The ICP Museum Takes On Internet Voyeurism and Visibility at Its New Bowery Location
Natalie Bookchin’s “My Meds” (2009), from her Testament series
The first thing visitors see when they enter the International Center of Photography Museum's new 250 Bowery location is themselves — in a way. A pair of screens on the back wall stream live video drawn from eight cameras set up throughout the exhibit and outside the museum. Only, the videos have been stripped of their position information, their pixels reorganized to create an abstracted version of the real thing; as viewers, not only are we watched, we've also been re-mediated.
Called Clock and accompanied by a streetward-facing digital rendering of an analog clockface — marking the play between old and new technologies — the installation by David Reinfurt is an astute entry point for "Public, Private, Secret," the museum's inaugural show in its new digs and an often intimate exploration of our place in an increasingly image-centric world. Organized by ICP's first curator-in-residence, Charlotte Cotton, it brings together a wild mix of media and eras, all investigating different aspects of agency, visibility, and voyeurism in the internet age: "Your reading of the exhibition [will be] super personal," Cotton tells the Voice. "We've got to work this out, where we position ourselves as individuals within these issues. And this feels like a really good physical starting point."
Of the 150 works on view, one-third hail from the ICP collection (by artists such as Nan Goldin, Andy Warhol, and Weegee), but the exhibition also includes multimedia offerings from contemporary artists like Martine Syms, whose ongoing Lessons randomly sequences Web videos (TV commercials, police cams, home movies) to create a meditation on black identity. "These are really complex social issues," Cotton notes. It was important, she says, to create an environs "where you don't have to leave who you are and what you're experiencing at the front door."
◇ ◇ ◇
* Parts of the exercise
(1) List every artist named in the article on the ICP Museum's new Bowery location.
(2) Say whether each statement agrees with the article on the ICP Museum's new Bowery location, answering yes or no and quoting the words that decide it: (a) The screens on the back wall show live video from eight cameras. (b) Half of the 150 works on view come from the ICP collection. (c) Charlotte Cotton is ICP's first curator-in-residence.
(3) Pick up the article on the ICP Museum's new Bowery location right after its final sentence and keep writing.

[Recorded data]
◇ ◇ ◇
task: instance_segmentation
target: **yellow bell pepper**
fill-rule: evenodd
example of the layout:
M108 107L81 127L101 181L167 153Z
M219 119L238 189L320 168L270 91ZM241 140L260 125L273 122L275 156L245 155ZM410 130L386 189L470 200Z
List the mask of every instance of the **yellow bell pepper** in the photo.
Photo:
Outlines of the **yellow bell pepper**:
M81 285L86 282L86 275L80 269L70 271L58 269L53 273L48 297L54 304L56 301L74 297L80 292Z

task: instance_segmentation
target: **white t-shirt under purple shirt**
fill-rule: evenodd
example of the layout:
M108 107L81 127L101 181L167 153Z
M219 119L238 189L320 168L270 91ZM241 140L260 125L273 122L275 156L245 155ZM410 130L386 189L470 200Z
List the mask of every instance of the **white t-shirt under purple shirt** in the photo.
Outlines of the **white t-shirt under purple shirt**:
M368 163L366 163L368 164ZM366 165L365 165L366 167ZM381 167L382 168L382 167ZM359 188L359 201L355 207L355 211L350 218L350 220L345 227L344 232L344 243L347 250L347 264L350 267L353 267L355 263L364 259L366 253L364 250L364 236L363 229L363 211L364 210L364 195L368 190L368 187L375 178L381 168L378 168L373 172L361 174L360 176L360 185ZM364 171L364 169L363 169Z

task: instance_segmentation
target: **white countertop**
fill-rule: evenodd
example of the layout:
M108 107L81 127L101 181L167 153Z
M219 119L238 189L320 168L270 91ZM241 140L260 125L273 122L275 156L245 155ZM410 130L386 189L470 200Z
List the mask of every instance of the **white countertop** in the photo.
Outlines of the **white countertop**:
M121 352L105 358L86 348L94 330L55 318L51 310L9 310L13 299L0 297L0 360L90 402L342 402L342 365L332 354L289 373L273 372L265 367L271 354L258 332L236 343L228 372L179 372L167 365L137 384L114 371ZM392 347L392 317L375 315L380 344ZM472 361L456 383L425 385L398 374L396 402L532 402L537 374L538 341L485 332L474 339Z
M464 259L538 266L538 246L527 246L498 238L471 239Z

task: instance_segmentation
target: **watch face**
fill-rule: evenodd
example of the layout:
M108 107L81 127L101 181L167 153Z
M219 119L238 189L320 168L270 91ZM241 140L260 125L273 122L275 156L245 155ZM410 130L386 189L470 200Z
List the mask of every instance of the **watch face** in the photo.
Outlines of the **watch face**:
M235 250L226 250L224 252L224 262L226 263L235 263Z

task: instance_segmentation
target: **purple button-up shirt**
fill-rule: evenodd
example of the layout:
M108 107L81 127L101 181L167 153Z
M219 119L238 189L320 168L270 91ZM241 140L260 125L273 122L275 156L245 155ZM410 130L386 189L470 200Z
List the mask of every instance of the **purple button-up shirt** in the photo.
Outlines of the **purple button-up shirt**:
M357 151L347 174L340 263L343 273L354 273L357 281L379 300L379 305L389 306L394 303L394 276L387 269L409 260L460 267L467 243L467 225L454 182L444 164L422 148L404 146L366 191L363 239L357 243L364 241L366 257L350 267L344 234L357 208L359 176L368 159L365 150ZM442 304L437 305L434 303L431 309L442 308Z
◇ ◇ ◇
* Responses in order
(1)
Natalie Bookchin
David Reinfurt
Nan Goldin
Andy Warhol
Weegee
Martine Syms

(2)
(a) Yes: "A pair of screens on the back wall stream live video drawn from eight cameras set up throughout the exhibit and outside the museum."
(b) No: "Of the 150 works on view, one-third hail from the ICP collection"
(c) Yes: "Organized by ICP's first curator-in-residence, Charlotte Cotton"

(3)
That impulse drives the show. The first exhibition room, on the same floor as the entryway, is dark, mirrored, and minimalist, with videos by three artists, among them Natalie Bookchin. Her 2009–16 Testament series offers vignettes constructed from hundreds of video diaries downloaded from the internet between 2007 and 2008. In one, called "My Meds," people recite the names of the medications they take, their voices overlapping and synchronizing. "What interests me about the videos is that they feel raw and intimate and private," Bookchin says, "but people are making them knowing that they are going to be seen by an untold number of people in perpetuity. So there's this strangeness about the kind of isolation that they reveal and the privacy that they expose."
Meanwhile, the bright downstairs space has a more democratic, crowded feel. "The upstairs gallery [is] where your own body is implicated," Cotton says, but "downstairs, you're the critic...you pace yourself." A 1979 Untitled photograph by Cindy Sherman (she poses with a Marilyn Monroe bob and a languid cigarette) suggests the paparazzi takeover of privacy — and shares wall space with today's rendition of the same: a video slideshow in which disembodied hands flip through Selfish, Kim Kardashian's 2015 book of selfies. The pairing elicits the strange sensation of simultaneously being watched — and watching.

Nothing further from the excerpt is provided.